- **Opdrachtdoel**: Geef een vervolg op de tekst over molecuulgeheugens bij kamertemperatuur, te beginnen na de laatste zin.

- **Te lezen tekst**:
____________

Wetenschappers van het Massachusetts Institute of Technology (MIT) hebben aangetoond dat een zogenaamd molecuulgeheugen - waarbij gegevens in de magnetische oriëntatie van moleculen worden opgeslagen - bij een temperatuur rond het vriespunt van water mogelijk is. In natuurkundig jargon valt dit onder ‘kamertemperatuur’. Tot nu toe werd aangenomen dat molecuulgeheugens alleen bij temperaturen dicht boven het absolute nulpunt zouden kunnen werken. Vergeleken met de huidige opslagdichtheid van harde schijven zouden molecuulgeheugens meer dan duizend maal zoveel informatie per oppervlakte-eenheid kunnen bevatten.

____________

(Gegevens uit een verzameling)

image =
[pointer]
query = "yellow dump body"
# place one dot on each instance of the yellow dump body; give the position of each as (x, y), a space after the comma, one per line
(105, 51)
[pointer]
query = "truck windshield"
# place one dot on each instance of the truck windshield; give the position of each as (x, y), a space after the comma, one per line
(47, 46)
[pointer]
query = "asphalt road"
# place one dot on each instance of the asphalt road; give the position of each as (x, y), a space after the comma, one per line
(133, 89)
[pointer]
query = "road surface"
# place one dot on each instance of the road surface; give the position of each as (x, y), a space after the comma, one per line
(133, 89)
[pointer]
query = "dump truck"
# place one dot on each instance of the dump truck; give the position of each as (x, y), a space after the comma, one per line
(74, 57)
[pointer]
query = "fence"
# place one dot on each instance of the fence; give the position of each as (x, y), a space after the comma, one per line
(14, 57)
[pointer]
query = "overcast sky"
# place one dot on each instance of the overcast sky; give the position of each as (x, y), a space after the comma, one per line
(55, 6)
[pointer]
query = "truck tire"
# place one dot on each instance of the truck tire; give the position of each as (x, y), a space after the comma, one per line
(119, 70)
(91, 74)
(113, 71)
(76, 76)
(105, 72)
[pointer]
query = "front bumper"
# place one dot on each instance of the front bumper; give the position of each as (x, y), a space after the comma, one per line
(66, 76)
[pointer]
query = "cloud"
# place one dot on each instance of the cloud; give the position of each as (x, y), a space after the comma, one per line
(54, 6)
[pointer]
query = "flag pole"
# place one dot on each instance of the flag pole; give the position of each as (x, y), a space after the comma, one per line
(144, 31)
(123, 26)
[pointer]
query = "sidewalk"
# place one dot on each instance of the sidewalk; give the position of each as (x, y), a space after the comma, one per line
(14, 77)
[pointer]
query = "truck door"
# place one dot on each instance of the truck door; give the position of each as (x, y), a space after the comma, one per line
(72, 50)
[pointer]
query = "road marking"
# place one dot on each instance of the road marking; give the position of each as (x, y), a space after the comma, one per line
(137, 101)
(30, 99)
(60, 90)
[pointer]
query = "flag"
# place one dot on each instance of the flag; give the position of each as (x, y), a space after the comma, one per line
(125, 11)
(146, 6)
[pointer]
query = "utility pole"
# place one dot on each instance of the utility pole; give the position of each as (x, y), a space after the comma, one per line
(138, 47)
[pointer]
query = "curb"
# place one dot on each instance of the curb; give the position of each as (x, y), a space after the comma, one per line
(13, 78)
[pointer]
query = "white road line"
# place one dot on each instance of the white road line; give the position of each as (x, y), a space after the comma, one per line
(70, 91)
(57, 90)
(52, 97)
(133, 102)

____________

- **Jouw antwoord**:
Tot nu toe werden voor experimenten met molecuulgeheugens twee ferromagnetische elektroden gebruikt waartussen het geheugenmateriaal wordt geplaatst. Bij een verandering van de magnetische oriëntatie van de elektroden ten opzichte van elkaar treedt een sprong in de geleidbaarheid van het geheugenmateriaal op, waarbij de twee geleidingstoestanden respectievelijk een 1 en een 0 voorstellen. Bij het door de onderzoekers gebruikte materiaal, dat bestaat uit grafeensnippers die aan zinkatomen vastzitten, blijkt deze sprong al bij kamertemperatuur op te treden. Bovendien is er maar één magnetische elektrode nodig, waardoor het fabricageproces aanzienlijk wordt vereenvoudigd.